┌────────

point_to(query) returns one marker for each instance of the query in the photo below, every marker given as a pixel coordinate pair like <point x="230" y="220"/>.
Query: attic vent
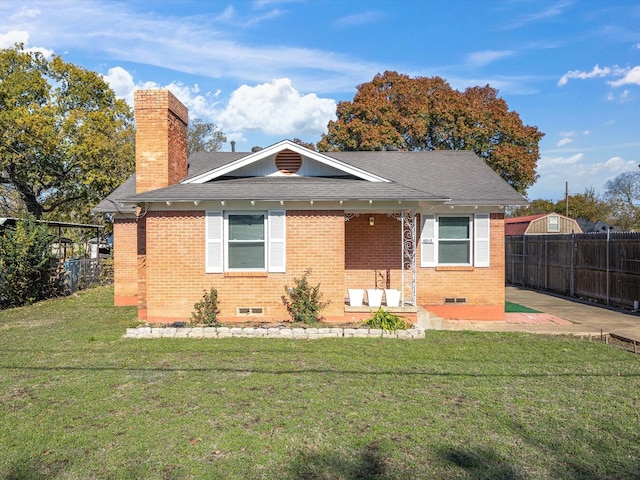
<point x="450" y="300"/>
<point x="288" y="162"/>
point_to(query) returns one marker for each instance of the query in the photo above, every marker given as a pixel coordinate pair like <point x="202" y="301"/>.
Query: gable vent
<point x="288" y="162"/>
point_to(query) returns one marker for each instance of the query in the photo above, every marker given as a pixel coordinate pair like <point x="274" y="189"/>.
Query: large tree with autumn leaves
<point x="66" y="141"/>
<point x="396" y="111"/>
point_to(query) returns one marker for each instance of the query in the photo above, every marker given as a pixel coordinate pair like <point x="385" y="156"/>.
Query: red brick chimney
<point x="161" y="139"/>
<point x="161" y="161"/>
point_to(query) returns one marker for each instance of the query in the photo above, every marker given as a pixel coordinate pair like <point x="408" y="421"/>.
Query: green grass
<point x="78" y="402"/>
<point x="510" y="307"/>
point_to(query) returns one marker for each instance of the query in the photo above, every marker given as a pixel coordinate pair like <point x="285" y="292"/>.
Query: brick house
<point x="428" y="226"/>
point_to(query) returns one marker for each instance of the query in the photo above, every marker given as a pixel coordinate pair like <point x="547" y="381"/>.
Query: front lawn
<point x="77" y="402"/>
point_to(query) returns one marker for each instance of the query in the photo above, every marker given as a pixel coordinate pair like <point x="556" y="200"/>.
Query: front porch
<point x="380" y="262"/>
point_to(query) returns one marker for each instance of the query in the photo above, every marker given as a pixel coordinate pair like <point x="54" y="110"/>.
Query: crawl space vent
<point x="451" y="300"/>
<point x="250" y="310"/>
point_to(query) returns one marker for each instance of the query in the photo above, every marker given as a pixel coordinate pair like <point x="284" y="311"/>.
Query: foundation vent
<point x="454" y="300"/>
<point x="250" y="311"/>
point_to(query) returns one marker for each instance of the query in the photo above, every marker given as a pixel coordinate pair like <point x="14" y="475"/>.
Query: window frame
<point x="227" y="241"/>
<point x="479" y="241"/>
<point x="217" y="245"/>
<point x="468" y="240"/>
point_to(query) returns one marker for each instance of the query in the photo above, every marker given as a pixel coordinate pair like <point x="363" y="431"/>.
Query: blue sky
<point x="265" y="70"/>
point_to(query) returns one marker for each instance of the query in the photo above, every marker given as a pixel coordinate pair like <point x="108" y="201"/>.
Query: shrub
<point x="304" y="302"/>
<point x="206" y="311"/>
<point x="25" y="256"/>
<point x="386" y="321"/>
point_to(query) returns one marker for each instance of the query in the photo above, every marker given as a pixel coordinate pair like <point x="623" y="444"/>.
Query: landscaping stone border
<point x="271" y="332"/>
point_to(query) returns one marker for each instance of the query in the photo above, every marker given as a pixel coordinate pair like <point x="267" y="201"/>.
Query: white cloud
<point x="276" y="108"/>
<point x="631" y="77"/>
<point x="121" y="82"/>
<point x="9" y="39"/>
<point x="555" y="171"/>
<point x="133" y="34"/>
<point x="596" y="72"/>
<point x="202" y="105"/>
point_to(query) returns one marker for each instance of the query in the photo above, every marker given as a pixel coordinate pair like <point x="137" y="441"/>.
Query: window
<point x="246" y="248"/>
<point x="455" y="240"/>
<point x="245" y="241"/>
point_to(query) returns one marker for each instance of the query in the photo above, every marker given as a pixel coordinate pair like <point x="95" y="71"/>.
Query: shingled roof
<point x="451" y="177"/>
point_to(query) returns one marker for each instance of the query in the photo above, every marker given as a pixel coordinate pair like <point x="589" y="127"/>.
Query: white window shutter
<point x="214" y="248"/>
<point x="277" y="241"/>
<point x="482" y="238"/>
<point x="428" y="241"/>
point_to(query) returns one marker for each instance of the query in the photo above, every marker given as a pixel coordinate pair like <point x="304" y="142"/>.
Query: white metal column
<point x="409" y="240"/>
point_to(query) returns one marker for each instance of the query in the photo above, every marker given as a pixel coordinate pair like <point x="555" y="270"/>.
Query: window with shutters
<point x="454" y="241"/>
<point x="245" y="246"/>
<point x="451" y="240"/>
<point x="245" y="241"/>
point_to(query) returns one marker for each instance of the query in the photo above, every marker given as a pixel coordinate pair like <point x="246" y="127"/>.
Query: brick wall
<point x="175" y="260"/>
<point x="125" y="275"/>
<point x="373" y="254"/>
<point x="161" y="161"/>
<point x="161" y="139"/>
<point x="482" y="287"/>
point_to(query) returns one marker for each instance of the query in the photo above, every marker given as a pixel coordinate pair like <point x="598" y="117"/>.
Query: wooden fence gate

└────────

AIM OF THE EXERCISE:
Repeat each entry exactly. Pictures do not belong in the copy.

ANSWER TO THE EXERCISE:
point_to(query) returns one marker for each instance of the query in the photo below, every marker given as a pixel coordinate pair like <point x="230" y="220"/>.
Query: attic vent
<point x="450" y="300"/>
<point x="288" y="162"/>
point_to(query) returns one marker for each instance of the query in the photo above, every marker given as a pixel coordinate pair like <point x="202" y="301"/>.
Query: gable vent
<point x="288" y="162"/>
point_to(query) returns one marker for each instance of the query in the photo above, every marker given as a pixel coordinate pair like <point x="274" y="189"/>.
Query: large tree with autumn leaves
<point x="66" y="141"/>
<point x="396" y="111"/>
point_to(query) returns one marker for each instance of the query in the photo above, every marker given as a pixel coordinate pair like <point x="385" y="156"/>.
Query: red brick chimney
<point x="161" y="139"/>
<point x="161" y="161"/>
point_to(query) returns one marker for each instance of the query in the photo above, every marker given as a pixel coordinate pair like <point x="408" y="421"/>.
Query: green grass
<point x="78" y="402"/>
<point x="510" y="307"/>
point_to(query) returns one marker for each instance of the query in the photo above, every marker given as a pixel coordinate pair like <point x="285" y="292"/>.
Query: brick house
<point x="428" y="226"/>
point_to(query) returns one marker for each instance of the query in the photo above, every marker given as a pixel coordinate pair like <point x="547" y="381"/>.
Query: front lawn
<point x="77" y="402"/>
point_to(query) returns one marker for each instance of the query in the photo above, every marker given as a pixel coordinate pair like <point x="556" y="200"/>.
Query: front porch
<point x="380" y="262"/>
point_to(query) returns one marker for each instance of the query in the photo above, every marker given as a pixel coordinate pair like <point x="54" y="110"/>.
Query: crawl space vent
<point x="451" y="300"/>
<point x="250" y="310"/>
point_to(query) returns one marker for each instance of the query in the photo above, every marker given as a pixel coordinate pair like <point x="284" y="311"/>.
Query: foundation vent
<point x="454" y="300"/>
<point x="250" y="311"/>
point_to(query) returns one marker for each instance of the query in the photo above, every marker given as a pixel coordinate pair like <point x="14" y="475"/>.
Query: window frame
<point x="227" y="241"/>
<point x="479" y="241"/>
<point x="217" y="245"/>
<point x="468" y="240"/>
point_to(query) returns one marker for each instance of the query in the photo above, every marker given as a pixel coordinate pair like <point x="363" y="431"/>.
Query: blue sky
<point x="265" y="70"/>
point_to(query) returns one marker for each instance of the query in the photo above, every marker given as a pixel coordinate pair like <point x="108" y="201"/>.
Query: shrub
<point x="304" y="302"/>
<point x="206" y="311"/>
<point x="25" y="256"/>
<point x="386" y="321"/>
point_to(query) returns one marker for each instance of the query in the photo above, every marker given as a pixel coordinate pair like <point x="623" y="444"/>.
Query: landscaping stone border
<point x="271" y="332"/>
point_to(query) returns one marker for each instance of the query in the photo above, every marker given as a pixel coordinate pair like <point x="267" y="201"/>.
Query: white cloud
<point x="276" y="108"/>
<point x="631" y="77"/>
<point x="121" y="82"/>
<point x="9" y="39"/>
<point x="555" y="171"/>
<point x="133" y="34"/>
<point x="596" y="72"/>
<point x="202" y="105"/>
point_to(query) returns one marker for each instance of the query in the photo above, every marker given as a pixel coordinate pair like <point x="137" y="441"/>.
Query: window
<point x="246" y="248"/>
<point x="455" y="240"/>
<point x="245" y="241"/>
point_to(query) returns one marker for each instance of the query in the photo above, every marker given as a pixel coordinate pair like <point x="95" y="71"/>.
Query: shingled roof
<point x="451" y="177"/>
point_to(query) returns one marker for each instance of the query in the photo above, every marker given as a pixel coordinate pair like <point x="589" y="127"/>.
Query: white window shutter
<point x="214" y="248"/>
<point x="277" y="241"/>
<point x="482" y="238"/>
<point x="428" y="241"/>
point_to(query) returns one marker for each instance of the query in the photo above, every marker given as a pixel coordinate pair like <point x="304" y="142"/>.
Query: white metal column
<point x="409" y="240"/>
point_to(query) returns one marker for each instance of the query in the photo above, every marker given as a pixel coordinate pair like <point x="555" y="270"/>.
Query: window with shutters
<point x="454" y="241"/>
<point x="245" y="246"/>
<point x="451" y="240"/>
<point x="245" y="241"/>
point_to(query) returns one marker for each instance of the query in the photo above, every marker given as a pixel coordinate pair like <point x="246" y="127"/>.
Query: brick wall
<point x="175" y="260"/>
<point x="125" y="275"/>
<point x="373" y="254"/>
<point x="161" y="161"/>
<point x="161" y="139"/>
<point x="482" y="287"/>
point_to(query) returns one marker for each instance of the query in the photo above, every marker given as a pixel coordinate pair like <point x="598" y="117"/>.
Query: wooden fence gate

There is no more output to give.